- [Goal]
Locate the line that contains "The component shall locate the toilet lid". Print it and every subsequent line through the final line of the records, exactly and only those.
'''
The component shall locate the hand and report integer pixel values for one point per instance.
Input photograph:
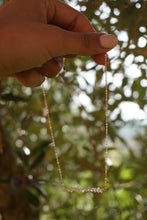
(35, 35)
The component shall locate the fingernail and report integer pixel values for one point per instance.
(108, 41)
(59, 59)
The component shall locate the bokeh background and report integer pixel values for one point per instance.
(29, 180)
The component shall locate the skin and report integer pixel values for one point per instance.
(37, 34)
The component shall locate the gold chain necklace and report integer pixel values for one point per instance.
(80, 189)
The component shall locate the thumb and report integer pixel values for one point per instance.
(61, 42)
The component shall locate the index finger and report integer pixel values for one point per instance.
(67, 17)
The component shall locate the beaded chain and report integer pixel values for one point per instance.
(80, 189)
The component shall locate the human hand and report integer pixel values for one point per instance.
(37, 34)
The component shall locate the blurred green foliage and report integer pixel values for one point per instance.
(79, 127)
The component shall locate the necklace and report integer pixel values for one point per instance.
(80, 189)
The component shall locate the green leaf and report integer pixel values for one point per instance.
(32, 198)
(40, 191)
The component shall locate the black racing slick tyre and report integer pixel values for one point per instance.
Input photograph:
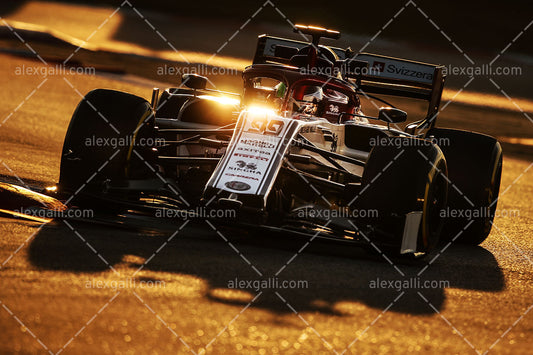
(475, 169)
(403, 178)
(100, 139)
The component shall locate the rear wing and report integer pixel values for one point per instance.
(379, 74)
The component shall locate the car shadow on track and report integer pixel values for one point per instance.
(332, 284)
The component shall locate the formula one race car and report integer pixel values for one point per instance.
(294, 154)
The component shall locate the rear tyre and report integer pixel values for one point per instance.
(475, 169)
(401, 179)
(98, 145)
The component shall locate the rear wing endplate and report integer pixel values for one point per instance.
(383, 75)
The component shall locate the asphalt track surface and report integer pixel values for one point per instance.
(78, 288)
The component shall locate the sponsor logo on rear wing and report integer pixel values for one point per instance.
(380, 67)
(398, 69)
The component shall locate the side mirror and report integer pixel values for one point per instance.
(392, 115)
(194, 81)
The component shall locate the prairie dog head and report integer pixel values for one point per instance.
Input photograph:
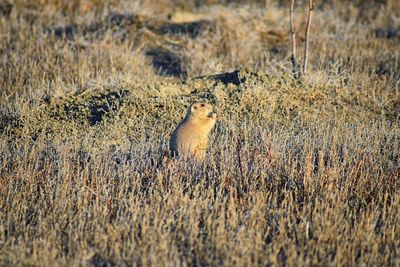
(201, 110)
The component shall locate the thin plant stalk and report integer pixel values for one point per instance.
(308, 30)
(293, 38)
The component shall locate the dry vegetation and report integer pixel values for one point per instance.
(299, 172)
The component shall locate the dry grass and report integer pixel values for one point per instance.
(298, 172)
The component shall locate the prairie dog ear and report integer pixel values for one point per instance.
(194, 107)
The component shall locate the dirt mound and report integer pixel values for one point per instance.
(242, 95)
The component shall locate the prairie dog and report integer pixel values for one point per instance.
(190, 138)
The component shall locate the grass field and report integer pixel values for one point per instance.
(298, 172)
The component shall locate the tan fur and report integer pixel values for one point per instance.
(190, 138)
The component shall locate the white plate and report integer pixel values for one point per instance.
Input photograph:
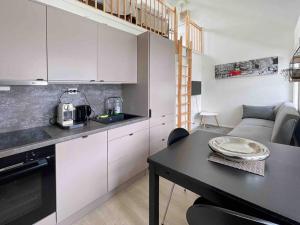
(239, 149)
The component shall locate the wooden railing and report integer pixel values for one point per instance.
(193, 35)
(154, 15)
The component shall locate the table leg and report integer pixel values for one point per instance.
(153, 196)
(201, 121)
(217, 121)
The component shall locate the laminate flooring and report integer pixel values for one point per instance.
(130, 206)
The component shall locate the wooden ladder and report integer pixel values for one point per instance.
(184, 85)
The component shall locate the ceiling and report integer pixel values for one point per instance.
(283, 13)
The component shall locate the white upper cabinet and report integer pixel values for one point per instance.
(72, 47)
(162, 76)
(117, 56)
(22, 41)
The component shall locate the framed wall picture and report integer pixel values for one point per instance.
(255, 67)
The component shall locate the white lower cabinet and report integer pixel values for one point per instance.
(159, 134)
(127, 155)
(81, 173)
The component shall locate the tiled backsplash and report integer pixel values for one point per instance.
(31, 106)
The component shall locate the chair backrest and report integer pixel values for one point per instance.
(176, 135)
(213, 215)
(296, 135)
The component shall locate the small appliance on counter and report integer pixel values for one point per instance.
(114, 105)
(82, 113)
(107, 119)
(65, 115)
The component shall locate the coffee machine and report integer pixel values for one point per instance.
(114, 105)
(65, 115)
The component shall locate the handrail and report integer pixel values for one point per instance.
(193, 35)
(154, 15)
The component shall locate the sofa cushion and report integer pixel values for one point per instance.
(257, 133)
(284, 125)
(259, 112)
(257, 122)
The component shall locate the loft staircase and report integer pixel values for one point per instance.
(184, 85)
(190, 42)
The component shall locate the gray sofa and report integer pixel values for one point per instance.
(261, 124)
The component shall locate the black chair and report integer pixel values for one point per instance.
(176, 135)
(203, 212)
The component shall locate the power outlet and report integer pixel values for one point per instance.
(72, 91)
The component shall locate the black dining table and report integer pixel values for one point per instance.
(274, 196)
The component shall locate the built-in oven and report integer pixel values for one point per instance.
(27, 186)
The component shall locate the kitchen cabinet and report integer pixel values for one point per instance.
(159, 134)
(72, 47)
(117, 56)
(162, 76)
(127, 154)
(155, 93)
(22, 41)
(81, 173)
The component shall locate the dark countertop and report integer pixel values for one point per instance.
(58, 135)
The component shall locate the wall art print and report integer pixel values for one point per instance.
(256, 67)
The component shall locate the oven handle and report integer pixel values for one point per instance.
(28, 167)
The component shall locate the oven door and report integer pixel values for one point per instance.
(27, 192)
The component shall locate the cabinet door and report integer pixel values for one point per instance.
(81, 173)
(159, 135)
(127, 156)
(162, 76)
(22, 40)
(72, 47)
(117, 56)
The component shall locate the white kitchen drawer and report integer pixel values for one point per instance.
(81, 173)
(159, 136)
(129, 145)
(126, 130)
(154, 121)
(122, 171)
(161, 131)
(127, 156)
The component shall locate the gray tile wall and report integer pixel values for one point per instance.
(32, 106)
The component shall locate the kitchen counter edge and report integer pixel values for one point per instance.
(59, 135)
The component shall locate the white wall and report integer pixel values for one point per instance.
(237, 31)
(297, 84)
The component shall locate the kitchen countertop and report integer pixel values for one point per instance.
(58, 135)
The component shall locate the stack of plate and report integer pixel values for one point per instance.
(239, 149)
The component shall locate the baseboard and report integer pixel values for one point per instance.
(97, 203)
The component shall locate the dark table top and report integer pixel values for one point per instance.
(278, 191)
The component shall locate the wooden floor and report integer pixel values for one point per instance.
(130, 206)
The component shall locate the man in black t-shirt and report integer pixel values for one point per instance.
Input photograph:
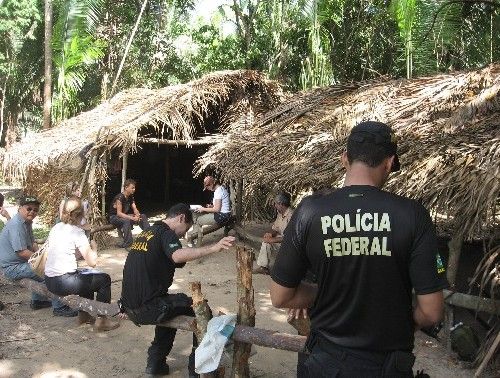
(368, 249)
(149, 272)
(123, 213)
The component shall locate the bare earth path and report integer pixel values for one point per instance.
(37, 344)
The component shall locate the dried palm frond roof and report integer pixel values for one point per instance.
(448, 127)
(176, 112)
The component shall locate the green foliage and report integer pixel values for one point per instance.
(301, 43)
(76, 50)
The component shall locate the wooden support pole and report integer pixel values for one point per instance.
(124, 166)
(454, 248)
(85, 175)
(239, 201)
(175, 142)
(203, 315)
(246, 310)
(201, 310)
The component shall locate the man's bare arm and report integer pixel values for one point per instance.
(25, 254)
(189, 254)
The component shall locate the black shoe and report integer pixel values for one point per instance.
(65, 311)
(157, 368)
(37, 305)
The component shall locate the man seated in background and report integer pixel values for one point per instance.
(124, 214)
(219, 212)
(17, 244)
(271, 241)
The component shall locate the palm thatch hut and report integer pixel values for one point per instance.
(449, 135)
(151, 135)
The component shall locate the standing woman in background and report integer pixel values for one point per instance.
(66, 240)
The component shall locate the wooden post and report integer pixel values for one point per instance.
(246, 309)
(103, 198)
(203, 315)
(239, 201)
(201, 310)
(124, 166)
(455, 248)
(85, 175)
(166, 199)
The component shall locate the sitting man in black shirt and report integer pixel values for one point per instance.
(368, 249)
(123, 213)
(149, 272)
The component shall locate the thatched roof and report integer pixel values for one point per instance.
(448, 127)
(176, 112)
(46, 161)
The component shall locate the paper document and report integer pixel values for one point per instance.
(88, 271)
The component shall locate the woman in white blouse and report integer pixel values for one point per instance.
(67, 240)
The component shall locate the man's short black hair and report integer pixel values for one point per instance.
(371, 142)
(181, 208)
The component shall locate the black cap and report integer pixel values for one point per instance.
(28, 199)
(372, 132)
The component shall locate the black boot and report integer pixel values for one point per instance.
(157, 366)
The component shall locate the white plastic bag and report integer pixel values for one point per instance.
(209, 352)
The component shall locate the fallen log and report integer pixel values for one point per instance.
(472, 302)
(243, 334)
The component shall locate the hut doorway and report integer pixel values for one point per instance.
(164, 176)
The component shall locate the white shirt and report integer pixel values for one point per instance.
(222, 194)
(63, 241)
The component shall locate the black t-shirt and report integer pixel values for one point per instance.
(126, 204)
(368, 249)
(149, 268)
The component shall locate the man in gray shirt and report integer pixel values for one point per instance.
(17, 244)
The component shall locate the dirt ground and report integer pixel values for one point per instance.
(38, 344)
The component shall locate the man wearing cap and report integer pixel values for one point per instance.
(271, 241)
(17, 244)
(217, 213)
(369, 249)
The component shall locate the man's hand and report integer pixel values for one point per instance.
(297, 313)
(224, 243)
(267, 237)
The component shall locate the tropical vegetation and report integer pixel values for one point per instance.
(103, 46)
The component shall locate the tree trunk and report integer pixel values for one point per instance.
(246, 310)
(47, 87)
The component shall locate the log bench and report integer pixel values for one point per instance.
(245, 334)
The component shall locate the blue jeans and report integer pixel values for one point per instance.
(23, 270)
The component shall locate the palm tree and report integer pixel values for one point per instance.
(47, 86)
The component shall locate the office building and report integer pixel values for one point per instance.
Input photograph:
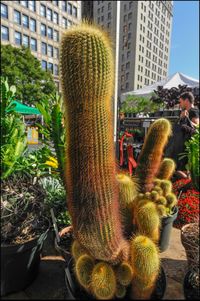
(39, 25)
(144, 39)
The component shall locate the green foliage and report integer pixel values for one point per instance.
(55, 198)
(192, 150)
(139, 104)
(13, 135)
(24, 71)
(34, 163)
(53, 129)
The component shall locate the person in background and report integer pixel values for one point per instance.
(189, 119)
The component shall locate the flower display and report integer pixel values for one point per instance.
(188, 204)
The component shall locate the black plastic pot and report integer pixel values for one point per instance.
(191, 286)
(20, 264)
(75, 292)
(165, 231)
(64, 246)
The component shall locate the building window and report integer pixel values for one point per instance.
(18, 38)
(56, 53)
(4, 11)
(56, 3)
(56, 36)
(50, 33)
(69, 8)
(55, 18)
(24, 3)
(49, 14)
(74, 11)
(44, 48)
(43, 30)
(33, 44)
(33, 25)
(56, 69)
(4, 33)
(17, 17)
(50, 51)
(64, 5)
(44, 65)
(127, 65)
(42, 10)
(25, 41)
(129, 16)
(25, 21)
(64, 22)
(50, 67)
(32, 5)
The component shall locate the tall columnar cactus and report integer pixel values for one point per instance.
(146, 265)
(167, 169)
(151, 155)
(87, 85)
(128, 190)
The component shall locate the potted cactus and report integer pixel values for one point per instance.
(116, 222)
(24, 226)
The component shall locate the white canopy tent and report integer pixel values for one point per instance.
(167, 83)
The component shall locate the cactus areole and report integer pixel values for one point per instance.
(87, 84)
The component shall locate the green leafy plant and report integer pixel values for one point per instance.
(53, 130)
(13, 139)
(192, 151)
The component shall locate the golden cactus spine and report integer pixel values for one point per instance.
(87, 84)
(128, 190)
(146, 265)
(151, 155)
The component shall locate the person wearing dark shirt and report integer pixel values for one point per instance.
(189, 119)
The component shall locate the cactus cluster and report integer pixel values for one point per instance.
(110, 254)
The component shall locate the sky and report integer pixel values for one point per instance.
(184, 53)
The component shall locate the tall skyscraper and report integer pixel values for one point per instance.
(144, 39)
(39, 25)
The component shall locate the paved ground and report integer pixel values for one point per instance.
(50, 283)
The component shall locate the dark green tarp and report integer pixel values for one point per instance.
(23, 109)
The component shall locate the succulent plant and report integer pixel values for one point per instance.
(87, 83)
(151, 155)
(103, 281)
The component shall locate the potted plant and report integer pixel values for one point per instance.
(23, 224)
(190, 241)
(107, 263)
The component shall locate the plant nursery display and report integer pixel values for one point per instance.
(24, 225)
(116, 218)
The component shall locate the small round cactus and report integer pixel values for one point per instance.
(103, 281)
(83, 269)
(124, 273)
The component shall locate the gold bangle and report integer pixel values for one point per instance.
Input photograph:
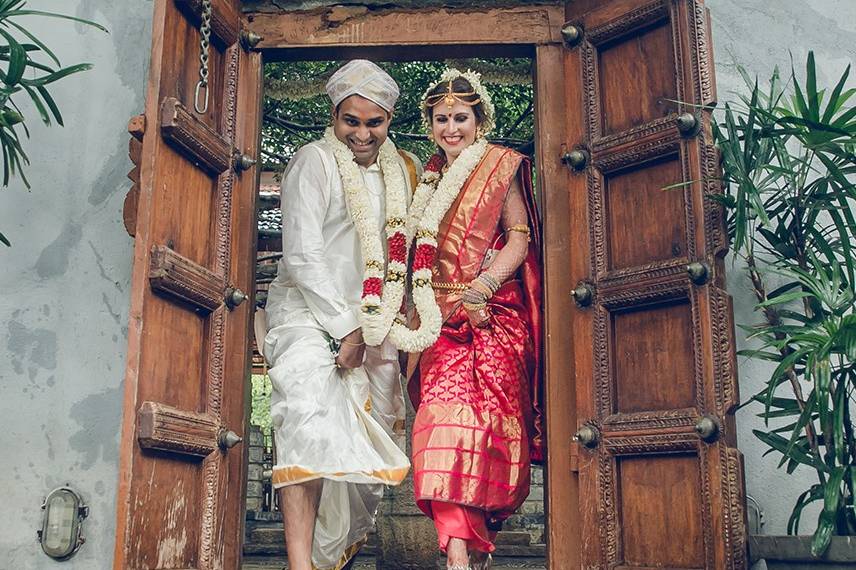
(482, 288)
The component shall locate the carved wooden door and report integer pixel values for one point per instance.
(660, 478)
(182, 472)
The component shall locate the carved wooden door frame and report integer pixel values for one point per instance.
(546, 34)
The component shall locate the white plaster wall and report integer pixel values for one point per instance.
(64, 286)
(758, 35)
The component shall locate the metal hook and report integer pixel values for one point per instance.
(201, 109)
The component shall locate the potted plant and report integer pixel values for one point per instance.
(789, 168)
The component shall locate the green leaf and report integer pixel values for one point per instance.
(826, 522)
(17, 60)
(780, 444)
(784, 298)
(813, 494)
(836, 100)
(57, 75)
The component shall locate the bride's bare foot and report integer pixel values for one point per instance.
(456, 555)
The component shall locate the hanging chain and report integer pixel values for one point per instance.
(204, 46)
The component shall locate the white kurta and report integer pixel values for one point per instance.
(329, 423)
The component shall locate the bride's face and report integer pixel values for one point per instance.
(454, 129)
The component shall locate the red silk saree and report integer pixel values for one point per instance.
(477, 425)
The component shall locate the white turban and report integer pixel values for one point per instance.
(364, 78)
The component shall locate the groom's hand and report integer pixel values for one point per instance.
(352, 350)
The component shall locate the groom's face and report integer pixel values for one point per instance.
(362, 125)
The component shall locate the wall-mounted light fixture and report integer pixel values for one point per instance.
(63, 516)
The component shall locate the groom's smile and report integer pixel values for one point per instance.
(363, 126)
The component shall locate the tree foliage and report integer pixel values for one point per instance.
(789, 170)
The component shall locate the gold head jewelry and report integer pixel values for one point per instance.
(450, 96)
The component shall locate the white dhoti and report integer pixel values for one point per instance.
(338, 425)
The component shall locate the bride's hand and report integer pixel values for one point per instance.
(475, 305)
(479, 317)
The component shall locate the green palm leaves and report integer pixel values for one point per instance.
(27, 65)
(789, 169)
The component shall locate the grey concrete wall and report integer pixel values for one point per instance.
(758, 35)
(64, 286)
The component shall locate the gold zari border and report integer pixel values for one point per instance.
(291, 475)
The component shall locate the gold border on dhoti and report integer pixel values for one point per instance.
(294, 474)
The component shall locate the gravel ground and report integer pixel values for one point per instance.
(367, 563)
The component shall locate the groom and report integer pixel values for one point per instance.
(334, 443)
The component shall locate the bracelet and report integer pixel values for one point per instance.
(490, 281)
(522, 228)
(474, 295)
(473, 306)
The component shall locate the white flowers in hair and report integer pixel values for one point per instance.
(475, 80)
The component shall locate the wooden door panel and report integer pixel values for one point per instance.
(181, 486)
(660, 478)
(633, 198)
(635, 86)
(653, 358)
(663, 491)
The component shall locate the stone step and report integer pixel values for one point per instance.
(268, 539)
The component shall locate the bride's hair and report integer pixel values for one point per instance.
(459, 85)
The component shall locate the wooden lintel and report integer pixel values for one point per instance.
(165, 428)
(179, 278)
(225, 20)
(345, 26)
(201, 144)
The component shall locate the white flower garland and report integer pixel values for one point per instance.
(431, 201)
(383, 283)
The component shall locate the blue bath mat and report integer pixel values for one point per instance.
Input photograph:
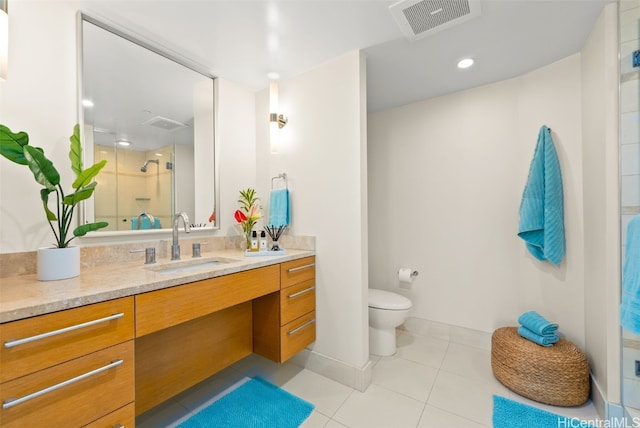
(254, 404)
(511, 414)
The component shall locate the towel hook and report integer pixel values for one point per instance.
(281, 176)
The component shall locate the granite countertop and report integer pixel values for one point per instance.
(24, 296)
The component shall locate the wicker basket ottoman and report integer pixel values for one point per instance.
(556, 375)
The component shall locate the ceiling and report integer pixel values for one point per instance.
(243, 41)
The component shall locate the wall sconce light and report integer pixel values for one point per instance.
(276, 121)
(4, 39)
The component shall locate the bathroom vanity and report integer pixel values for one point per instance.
(120, 340)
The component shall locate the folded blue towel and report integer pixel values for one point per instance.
(630, 306)
(542, 205)
(537, 323)
(279, 208)
(146, 224)
(544, 340)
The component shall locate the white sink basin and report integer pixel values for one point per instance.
(190, 265)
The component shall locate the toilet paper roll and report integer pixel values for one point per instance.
(407, 274)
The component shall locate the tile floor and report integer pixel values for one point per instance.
(434, 380)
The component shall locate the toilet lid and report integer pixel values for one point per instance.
(382, 299)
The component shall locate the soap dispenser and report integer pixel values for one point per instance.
(254, 241)
(263, 241)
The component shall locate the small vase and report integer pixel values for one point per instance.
(58, 263)
(248, 240)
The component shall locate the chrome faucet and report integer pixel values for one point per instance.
(147, 215)
(175, 248)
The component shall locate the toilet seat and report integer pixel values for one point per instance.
(381, 299)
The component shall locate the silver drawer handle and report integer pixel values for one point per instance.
(301, 292)
(10, 403)
(301, 267)
(297, 329)
(13, 343)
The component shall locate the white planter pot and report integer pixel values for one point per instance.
(58, 263)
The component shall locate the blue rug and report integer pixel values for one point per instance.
(511, 414)
(254, 404)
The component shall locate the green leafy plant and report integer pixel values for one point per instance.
(16, 148)
(249, 212)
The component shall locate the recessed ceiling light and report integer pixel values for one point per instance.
(465, 63)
'''
- [Output for this exercise]
The component shall locate the toilet lid and report integer pixel values for one point per instance.
(382, 299)
The component shall locate the soap dispenser and report integer pixel values for one point per instance.
(254, 241)
(263, 241)
The component shall locate the small vase and report integer pixel values for one point per instance.
(58, 263)
(248, 240)
The component shall locate the chrome faucet and report integer pixel values for one point per instance.
(147, 215)
(175, 248)
The component shall locate the toilet seat and report integer pixel values for one point per instance.
(381, 299)
The component shall locate the silver drawer handle and report integer pixel values for one point per instance.
(301, 292)
(10, 403)
(301, 267)
(297, 329)
(13, 343)
The component shall locate the white planter pot and report integer pixel values for one point per instance.
(58, 263)
The component shall locate the blue rug and report integer pixel values for one point per instance.
(511, 414)
(254, 404)
The component shall locate the green leafy plant and report integer pixel values for one point per instance.
(16, 148)
(249, 212)
The component shall locate the recessed ceiling light and report integer pixel values for one point per instance.
(465, 63)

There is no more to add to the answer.